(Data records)

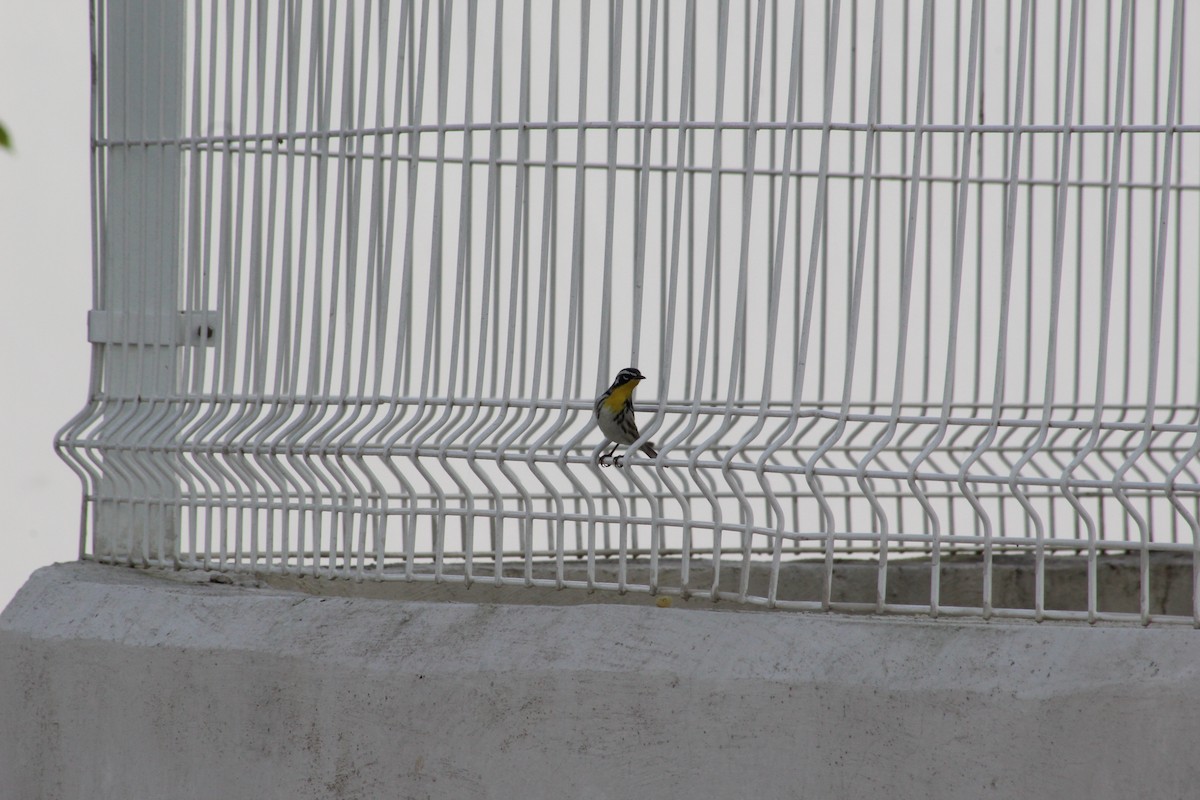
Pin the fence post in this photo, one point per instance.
(138, 322)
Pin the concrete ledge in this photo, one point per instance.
(124, 684)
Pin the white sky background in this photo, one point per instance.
(46, 262)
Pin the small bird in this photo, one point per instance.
(615, 414)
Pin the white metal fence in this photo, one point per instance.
(909, 281)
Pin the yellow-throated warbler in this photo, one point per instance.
(615, 414)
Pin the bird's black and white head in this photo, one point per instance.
(629, 374)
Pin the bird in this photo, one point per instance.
(615, 415)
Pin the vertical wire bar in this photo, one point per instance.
(1105, 310)
(952, 336)
(1049, 384)
(1013, 162)
(1156, 313)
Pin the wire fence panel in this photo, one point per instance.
(912, 283)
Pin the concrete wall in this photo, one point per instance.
(124, 684)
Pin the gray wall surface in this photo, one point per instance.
(124, 684)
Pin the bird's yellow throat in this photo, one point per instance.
(619, 396)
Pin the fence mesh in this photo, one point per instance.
(909, 281)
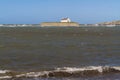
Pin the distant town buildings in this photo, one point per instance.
(65, 20)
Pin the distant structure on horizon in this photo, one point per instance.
(65, 20)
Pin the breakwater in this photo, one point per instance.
(59, 24)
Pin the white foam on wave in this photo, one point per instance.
(5, 77)
(64, 70)
(70, 70)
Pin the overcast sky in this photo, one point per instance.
(37, 11)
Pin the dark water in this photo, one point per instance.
(34, 53)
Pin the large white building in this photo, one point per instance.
(65, 20)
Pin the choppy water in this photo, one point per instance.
(34, 53)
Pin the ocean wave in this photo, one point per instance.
(63, 72)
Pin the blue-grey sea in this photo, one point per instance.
(59, 53)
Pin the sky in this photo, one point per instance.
(37, 11)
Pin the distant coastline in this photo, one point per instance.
(65, 22)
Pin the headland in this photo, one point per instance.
(65, 22)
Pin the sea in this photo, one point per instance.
(59, 53)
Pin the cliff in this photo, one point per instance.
(59, 24)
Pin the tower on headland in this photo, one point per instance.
(65, 20)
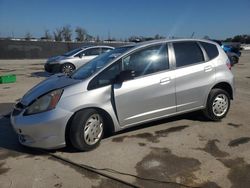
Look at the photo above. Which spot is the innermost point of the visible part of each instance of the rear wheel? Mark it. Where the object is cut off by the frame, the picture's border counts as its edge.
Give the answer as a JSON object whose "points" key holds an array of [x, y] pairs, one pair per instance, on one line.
{"points": [[234, 60], [218, 104], [86, 130], [67, 68]]}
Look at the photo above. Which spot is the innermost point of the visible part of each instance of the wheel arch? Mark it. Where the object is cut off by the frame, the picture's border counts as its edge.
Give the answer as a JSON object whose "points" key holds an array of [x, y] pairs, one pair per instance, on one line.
{"points": [[108, 130]]}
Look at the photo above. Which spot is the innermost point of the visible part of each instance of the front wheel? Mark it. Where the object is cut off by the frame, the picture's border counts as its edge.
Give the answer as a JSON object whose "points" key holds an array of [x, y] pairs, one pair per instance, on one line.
{"points": [[218, 104], [86, 130]]}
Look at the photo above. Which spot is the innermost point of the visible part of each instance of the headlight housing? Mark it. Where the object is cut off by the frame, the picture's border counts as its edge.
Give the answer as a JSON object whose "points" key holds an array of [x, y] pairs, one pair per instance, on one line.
{"points": [[45, 102]]}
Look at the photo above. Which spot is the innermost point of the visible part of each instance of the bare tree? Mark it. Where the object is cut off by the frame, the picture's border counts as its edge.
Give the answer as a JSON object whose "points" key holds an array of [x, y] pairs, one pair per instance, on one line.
{"points": [[47, 35], [58, 34], [28, 36], [97, 38], [67, 32], [80, 34], [206, 37]]}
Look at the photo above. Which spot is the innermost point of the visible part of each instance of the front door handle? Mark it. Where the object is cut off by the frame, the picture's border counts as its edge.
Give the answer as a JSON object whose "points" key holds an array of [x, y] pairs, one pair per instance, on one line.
{"points": [[165, 81], [208, 68]]}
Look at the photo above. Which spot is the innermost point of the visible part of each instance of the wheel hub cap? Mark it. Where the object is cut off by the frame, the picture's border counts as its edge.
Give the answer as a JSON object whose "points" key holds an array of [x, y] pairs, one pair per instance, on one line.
{"points": [[93, 129]]}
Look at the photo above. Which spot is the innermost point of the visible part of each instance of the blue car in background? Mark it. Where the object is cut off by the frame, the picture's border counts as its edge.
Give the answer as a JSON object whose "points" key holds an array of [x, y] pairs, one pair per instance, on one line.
{"points": [[232, 52]]}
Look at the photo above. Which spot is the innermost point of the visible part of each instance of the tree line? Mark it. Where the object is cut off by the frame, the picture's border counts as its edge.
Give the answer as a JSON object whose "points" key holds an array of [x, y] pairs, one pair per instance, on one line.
{"points": [[64, 33], [243, 39]]}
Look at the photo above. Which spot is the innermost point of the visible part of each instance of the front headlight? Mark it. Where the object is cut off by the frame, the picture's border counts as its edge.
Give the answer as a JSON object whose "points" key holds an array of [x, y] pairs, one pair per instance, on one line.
{"points": [[45, 102]]}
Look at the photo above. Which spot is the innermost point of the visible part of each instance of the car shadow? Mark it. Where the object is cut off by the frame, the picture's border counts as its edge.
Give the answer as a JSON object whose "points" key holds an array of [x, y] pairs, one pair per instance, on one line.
{"points": [[193, 116]]}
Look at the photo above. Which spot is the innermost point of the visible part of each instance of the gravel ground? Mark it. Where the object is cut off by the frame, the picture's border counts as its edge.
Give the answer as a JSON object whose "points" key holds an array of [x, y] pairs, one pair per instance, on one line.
{"points": [[185, 149]]}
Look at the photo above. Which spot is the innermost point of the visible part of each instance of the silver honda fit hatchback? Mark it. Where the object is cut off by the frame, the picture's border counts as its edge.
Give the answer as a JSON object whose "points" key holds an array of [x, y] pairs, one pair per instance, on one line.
{"points": [[125, 87]]}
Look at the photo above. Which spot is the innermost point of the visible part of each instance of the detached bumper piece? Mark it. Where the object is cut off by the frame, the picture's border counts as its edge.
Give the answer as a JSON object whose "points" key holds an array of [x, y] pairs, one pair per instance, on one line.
{"points": [[11, 78]]}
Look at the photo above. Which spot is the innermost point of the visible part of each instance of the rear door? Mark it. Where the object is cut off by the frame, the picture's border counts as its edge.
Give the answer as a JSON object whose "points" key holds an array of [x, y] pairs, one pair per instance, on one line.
{"points": [[151, 94], [194, 75]]}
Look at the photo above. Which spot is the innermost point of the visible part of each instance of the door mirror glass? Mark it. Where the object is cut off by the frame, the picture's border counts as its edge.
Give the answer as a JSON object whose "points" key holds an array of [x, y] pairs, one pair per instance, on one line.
{"points": [[80, 55], [125, 75]]}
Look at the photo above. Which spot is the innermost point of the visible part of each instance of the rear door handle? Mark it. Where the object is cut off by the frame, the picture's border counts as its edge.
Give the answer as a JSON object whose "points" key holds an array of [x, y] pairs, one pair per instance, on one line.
{"points": [[208, 68], [165, 81]]}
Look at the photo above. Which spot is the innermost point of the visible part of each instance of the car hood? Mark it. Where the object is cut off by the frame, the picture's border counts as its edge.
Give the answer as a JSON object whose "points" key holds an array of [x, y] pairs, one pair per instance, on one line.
{"points": [[52, 83]]}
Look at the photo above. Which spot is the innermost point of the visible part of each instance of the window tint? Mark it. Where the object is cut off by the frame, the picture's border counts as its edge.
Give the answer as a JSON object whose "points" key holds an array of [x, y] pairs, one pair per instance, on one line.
{"points": [[147, 60], [92, 51], [187, 53], [106, 77], [104, 50], [211, 49]]}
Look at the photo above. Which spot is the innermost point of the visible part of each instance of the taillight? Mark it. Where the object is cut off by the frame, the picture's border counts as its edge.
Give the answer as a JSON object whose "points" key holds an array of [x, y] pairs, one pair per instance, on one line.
{"points": [[228, 64]]}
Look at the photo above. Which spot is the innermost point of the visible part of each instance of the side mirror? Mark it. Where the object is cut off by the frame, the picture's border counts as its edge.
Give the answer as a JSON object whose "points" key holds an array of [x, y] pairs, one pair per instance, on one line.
{"points": [[125, 75]]}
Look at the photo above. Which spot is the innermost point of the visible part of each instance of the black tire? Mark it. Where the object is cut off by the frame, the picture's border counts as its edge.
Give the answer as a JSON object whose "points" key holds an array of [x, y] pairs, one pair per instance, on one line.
{"points": [[67, 68], [78, 127], [212, 100]]}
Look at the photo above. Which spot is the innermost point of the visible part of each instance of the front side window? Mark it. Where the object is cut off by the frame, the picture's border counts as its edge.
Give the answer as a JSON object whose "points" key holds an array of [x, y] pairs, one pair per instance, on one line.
{"points": [[104, 50], [187, 53], [92, 51], [148, 60]]}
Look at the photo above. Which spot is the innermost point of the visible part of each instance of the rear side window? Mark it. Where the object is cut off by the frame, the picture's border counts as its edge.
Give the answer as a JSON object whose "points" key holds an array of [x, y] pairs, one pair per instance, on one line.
{"points": [[187, 53], [92, 51], [211, 49]]}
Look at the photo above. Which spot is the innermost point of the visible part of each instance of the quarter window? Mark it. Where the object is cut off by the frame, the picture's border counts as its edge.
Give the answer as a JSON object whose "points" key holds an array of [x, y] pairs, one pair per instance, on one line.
{"points": [[92, 51], [210, 49], [187, 53], [104, 50], [148, 60]]}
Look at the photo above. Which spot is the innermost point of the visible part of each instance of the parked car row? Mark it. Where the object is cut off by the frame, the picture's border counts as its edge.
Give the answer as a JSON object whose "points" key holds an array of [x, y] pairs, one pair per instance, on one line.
{"points": [[232, 52], [125, 87], [72, 60]]}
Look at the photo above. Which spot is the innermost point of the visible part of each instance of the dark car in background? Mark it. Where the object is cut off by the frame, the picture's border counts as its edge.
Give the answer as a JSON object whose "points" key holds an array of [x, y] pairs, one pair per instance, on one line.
{"points": [[72, 60]]}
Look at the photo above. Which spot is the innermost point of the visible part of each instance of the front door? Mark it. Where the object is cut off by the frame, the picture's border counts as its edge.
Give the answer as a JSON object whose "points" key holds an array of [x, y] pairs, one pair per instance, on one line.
{"points": [[194, 75], [151, 94]]}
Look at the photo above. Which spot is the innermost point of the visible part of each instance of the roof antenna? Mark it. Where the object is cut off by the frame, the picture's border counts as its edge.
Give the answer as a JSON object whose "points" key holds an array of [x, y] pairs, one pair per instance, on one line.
{"points": [[192, 35]]}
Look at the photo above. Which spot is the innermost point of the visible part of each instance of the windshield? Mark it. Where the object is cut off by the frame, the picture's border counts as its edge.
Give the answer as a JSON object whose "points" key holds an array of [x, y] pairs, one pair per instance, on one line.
{"points": [[72, 52], [99, 62]]}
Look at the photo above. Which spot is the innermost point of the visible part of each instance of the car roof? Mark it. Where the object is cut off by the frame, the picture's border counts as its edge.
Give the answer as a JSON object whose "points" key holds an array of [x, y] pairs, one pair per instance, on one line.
{"points": [[172, 40], [96, 46]]}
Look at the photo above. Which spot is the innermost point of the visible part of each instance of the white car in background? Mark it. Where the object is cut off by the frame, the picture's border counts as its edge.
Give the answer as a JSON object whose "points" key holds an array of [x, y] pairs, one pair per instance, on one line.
{"points": [[72, 60]]}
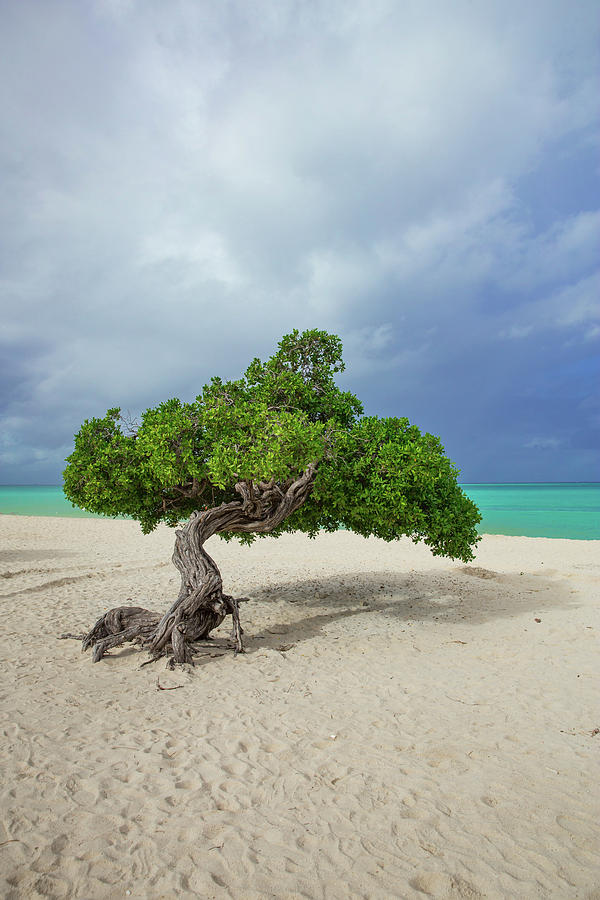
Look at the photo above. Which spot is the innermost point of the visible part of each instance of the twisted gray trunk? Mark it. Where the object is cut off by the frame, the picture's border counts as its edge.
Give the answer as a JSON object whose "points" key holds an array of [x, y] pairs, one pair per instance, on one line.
{"points": [[201, 604]]}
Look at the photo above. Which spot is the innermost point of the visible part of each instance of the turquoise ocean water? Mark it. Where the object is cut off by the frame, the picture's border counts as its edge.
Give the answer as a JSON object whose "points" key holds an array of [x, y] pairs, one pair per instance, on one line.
{"points": [[533, 510]]}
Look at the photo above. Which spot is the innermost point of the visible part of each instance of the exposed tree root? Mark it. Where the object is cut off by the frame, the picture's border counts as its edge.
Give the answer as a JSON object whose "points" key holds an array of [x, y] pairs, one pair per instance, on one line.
{"points": [[201, 605]]}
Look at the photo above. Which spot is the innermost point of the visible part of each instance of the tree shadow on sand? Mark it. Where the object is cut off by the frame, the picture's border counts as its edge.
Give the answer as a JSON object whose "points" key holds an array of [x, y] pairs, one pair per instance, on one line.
{"points": [[458, 596]]}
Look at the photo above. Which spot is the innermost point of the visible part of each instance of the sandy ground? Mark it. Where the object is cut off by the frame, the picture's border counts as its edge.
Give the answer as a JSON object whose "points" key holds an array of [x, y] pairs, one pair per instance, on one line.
{"points": [[401, 725]]}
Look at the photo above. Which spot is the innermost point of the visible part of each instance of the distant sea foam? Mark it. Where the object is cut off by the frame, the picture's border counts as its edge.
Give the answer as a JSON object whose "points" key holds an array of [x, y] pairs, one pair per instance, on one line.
{"points": [[559, 510]]}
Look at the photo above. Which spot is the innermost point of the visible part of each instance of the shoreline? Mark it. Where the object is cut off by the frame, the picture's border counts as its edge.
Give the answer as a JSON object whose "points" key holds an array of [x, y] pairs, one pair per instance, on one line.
{"points": [[97, 518], [401, 724]]}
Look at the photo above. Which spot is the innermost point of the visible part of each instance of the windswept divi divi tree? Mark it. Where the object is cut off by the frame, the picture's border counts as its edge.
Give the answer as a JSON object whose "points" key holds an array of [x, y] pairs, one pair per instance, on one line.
{"points": [[281, 449]]}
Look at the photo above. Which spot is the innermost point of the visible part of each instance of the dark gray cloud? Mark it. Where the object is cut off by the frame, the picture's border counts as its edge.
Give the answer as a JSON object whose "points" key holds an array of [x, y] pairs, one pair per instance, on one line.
{"points": [[182, 183]]}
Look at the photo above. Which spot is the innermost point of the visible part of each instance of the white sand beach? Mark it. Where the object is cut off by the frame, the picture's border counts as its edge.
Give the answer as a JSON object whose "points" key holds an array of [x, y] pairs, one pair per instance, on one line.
{"points": [[400, 726]]}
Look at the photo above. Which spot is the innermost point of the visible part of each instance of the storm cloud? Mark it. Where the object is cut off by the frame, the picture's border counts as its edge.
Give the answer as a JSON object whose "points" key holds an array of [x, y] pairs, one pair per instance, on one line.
{"points": [[183, 183]]}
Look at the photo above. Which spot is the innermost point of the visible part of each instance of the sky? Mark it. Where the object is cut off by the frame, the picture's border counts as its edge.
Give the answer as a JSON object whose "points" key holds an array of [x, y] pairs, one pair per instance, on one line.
{"points": [[183, 183]]}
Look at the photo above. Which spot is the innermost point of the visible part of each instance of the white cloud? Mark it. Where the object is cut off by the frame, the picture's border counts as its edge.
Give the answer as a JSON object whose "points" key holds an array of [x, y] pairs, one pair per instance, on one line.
{"points": [[187, 181]]}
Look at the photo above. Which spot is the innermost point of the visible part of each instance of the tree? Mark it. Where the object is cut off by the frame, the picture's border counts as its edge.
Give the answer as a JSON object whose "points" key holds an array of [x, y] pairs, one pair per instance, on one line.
{"points": [[281, 449]]}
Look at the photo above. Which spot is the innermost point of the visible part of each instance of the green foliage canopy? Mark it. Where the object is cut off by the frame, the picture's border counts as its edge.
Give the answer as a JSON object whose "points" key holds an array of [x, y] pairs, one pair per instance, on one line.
{"points": [[375, 476]]}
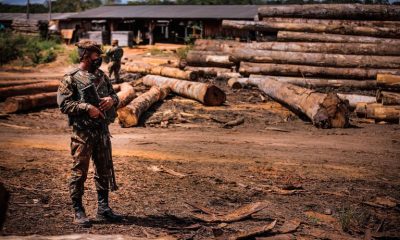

• To be done:
Gather each line of the items above that contains the string "wall", matching case exactly.

• Written answer:
Pin the concrete wall in this photo, one point per instance.
Pin the gray wall surface in this photo, one point per instance.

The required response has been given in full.